**What the exercise asks**
Output the entries below word for word, stopping once the line containing "the person standing" is done, and omit each picture.

**Data extract**
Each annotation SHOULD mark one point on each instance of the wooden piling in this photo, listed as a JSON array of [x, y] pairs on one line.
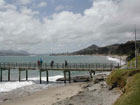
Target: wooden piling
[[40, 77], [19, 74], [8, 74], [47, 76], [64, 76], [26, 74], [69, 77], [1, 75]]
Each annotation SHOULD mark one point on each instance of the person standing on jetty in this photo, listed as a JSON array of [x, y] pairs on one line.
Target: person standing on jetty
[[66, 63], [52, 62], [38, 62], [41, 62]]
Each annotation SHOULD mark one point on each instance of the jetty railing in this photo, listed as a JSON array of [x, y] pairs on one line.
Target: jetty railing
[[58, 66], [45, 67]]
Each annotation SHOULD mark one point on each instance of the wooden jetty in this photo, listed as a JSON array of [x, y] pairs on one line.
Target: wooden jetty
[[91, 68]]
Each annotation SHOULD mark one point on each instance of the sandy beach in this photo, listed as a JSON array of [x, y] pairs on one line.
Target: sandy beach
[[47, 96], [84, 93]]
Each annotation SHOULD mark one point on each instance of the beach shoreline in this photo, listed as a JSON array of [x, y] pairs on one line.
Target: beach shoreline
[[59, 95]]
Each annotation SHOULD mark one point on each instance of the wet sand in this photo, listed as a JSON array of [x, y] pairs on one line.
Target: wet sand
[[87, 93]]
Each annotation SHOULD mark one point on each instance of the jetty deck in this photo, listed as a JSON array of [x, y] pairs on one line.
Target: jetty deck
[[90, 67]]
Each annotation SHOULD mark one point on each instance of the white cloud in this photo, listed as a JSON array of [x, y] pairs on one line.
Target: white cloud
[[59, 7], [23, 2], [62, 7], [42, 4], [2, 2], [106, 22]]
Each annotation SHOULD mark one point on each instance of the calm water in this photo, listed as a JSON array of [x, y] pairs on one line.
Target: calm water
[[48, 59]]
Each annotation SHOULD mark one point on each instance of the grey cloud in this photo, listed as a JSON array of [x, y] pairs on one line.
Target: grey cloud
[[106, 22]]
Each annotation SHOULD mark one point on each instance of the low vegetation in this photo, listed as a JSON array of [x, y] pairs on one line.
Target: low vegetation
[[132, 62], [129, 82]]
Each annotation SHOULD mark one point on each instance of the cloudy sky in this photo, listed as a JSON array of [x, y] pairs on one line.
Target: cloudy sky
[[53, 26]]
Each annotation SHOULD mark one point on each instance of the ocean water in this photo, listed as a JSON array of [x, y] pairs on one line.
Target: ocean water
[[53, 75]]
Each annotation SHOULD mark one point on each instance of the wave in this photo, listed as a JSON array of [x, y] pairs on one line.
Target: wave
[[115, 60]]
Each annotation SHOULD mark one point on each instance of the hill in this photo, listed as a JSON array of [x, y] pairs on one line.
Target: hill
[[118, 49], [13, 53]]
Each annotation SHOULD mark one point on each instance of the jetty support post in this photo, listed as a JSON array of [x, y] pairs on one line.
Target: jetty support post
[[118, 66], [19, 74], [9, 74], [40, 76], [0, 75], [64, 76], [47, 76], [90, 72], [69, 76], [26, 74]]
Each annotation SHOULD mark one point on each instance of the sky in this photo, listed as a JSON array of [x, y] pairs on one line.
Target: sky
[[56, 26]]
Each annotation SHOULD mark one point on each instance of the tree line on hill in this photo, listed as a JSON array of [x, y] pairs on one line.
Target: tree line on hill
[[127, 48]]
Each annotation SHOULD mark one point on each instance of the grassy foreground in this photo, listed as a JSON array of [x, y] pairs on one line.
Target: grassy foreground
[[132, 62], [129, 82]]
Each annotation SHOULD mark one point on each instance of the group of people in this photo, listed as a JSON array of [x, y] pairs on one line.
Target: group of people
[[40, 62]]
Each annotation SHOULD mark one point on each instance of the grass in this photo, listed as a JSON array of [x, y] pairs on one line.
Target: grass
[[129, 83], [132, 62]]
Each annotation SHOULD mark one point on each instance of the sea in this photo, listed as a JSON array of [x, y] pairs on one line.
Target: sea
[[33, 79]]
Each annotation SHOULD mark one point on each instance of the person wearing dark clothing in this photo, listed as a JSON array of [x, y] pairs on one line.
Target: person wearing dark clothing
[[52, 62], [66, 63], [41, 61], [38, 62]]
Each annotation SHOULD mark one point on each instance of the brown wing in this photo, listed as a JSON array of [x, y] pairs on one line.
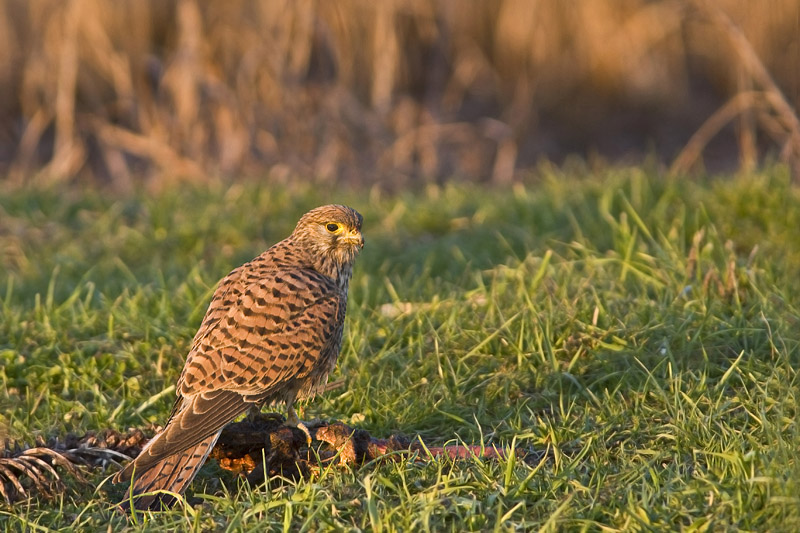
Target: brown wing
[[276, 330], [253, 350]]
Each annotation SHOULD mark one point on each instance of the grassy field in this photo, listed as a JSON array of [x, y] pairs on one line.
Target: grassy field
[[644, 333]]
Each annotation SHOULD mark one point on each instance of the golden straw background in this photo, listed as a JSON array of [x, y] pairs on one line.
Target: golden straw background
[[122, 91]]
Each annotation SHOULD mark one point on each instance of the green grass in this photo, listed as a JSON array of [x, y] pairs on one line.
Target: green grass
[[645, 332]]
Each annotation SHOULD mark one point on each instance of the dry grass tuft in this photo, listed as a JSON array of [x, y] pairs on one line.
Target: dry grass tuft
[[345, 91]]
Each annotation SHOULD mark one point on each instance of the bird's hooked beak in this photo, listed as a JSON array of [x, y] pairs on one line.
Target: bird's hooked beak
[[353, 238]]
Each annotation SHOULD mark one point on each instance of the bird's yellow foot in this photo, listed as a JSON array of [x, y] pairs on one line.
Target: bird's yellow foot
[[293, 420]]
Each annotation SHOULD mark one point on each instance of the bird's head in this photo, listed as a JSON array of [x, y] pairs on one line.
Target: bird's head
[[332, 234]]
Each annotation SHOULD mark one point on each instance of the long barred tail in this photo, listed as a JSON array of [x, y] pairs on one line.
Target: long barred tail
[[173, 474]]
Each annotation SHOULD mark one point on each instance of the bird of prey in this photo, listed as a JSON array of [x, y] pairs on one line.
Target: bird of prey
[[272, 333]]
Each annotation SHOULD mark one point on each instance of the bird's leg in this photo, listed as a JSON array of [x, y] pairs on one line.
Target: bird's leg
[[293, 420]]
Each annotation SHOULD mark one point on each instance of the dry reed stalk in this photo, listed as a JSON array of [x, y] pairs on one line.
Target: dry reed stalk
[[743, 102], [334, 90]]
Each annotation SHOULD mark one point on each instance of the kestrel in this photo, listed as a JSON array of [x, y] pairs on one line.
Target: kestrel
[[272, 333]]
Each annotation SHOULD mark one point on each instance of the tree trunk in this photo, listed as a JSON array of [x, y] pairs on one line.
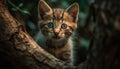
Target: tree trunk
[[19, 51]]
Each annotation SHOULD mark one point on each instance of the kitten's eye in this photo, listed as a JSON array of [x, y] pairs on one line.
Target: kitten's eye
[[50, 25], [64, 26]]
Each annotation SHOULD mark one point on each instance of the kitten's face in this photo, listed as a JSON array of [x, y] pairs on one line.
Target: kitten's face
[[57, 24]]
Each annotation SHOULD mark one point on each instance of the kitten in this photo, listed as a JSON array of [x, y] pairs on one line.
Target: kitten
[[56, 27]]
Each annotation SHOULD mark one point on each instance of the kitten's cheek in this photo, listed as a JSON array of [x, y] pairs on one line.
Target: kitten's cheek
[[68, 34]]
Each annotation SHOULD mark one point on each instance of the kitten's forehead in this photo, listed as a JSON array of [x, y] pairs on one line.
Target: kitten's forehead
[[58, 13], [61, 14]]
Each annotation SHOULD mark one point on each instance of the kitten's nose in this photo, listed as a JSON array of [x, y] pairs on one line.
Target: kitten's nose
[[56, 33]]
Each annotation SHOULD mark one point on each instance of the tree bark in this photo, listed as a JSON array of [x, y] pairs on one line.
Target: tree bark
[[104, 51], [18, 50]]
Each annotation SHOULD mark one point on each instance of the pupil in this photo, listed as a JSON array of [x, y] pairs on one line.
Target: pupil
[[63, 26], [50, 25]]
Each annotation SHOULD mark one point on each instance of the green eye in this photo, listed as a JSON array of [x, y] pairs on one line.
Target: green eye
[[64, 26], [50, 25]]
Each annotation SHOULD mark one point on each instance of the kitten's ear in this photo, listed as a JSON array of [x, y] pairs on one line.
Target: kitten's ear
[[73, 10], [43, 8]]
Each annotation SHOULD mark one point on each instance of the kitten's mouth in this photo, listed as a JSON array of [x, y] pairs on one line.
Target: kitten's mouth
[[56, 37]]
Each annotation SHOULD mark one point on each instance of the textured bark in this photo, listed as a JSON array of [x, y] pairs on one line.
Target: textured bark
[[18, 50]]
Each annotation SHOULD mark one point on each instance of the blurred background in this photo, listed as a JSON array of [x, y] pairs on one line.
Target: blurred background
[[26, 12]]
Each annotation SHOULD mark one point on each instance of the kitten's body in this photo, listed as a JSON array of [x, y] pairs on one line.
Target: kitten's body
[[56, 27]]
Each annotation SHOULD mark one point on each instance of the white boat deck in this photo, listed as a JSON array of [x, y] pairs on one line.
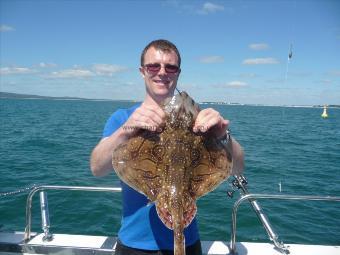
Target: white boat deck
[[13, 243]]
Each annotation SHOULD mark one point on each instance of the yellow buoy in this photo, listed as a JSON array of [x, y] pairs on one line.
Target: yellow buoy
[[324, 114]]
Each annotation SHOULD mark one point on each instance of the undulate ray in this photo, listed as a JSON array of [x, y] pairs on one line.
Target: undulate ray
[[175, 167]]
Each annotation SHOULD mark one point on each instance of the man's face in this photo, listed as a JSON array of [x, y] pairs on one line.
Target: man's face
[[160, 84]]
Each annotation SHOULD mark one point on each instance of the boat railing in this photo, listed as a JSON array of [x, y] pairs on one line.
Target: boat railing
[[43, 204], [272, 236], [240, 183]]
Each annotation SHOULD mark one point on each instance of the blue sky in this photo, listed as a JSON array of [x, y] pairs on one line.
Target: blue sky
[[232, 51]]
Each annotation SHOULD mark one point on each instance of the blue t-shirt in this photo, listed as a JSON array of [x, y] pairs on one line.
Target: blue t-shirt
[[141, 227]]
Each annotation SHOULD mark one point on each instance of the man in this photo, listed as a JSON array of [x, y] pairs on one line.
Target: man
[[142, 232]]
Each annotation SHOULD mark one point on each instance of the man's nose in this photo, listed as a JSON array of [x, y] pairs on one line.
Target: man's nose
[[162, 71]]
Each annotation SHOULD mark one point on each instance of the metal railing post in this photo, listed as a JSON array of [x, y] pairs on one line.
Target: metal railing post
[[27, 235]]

**Result for this exercise**
Each annotation SHOULD mark one point on each instance of the wooden piling in this photo, listed as a JSON array of [x, y] pairs on one line.
Target: wooden piling
[[40, 77], [19, 74], [8, 74], [47, 76], [64, 76], [26, 74], [69, 77], [1, 75]]
Each annotation SHOULD mark one point on each instance of the person standing on jetty in this photo, listed as a JSON array of [x, y] pairs on one line.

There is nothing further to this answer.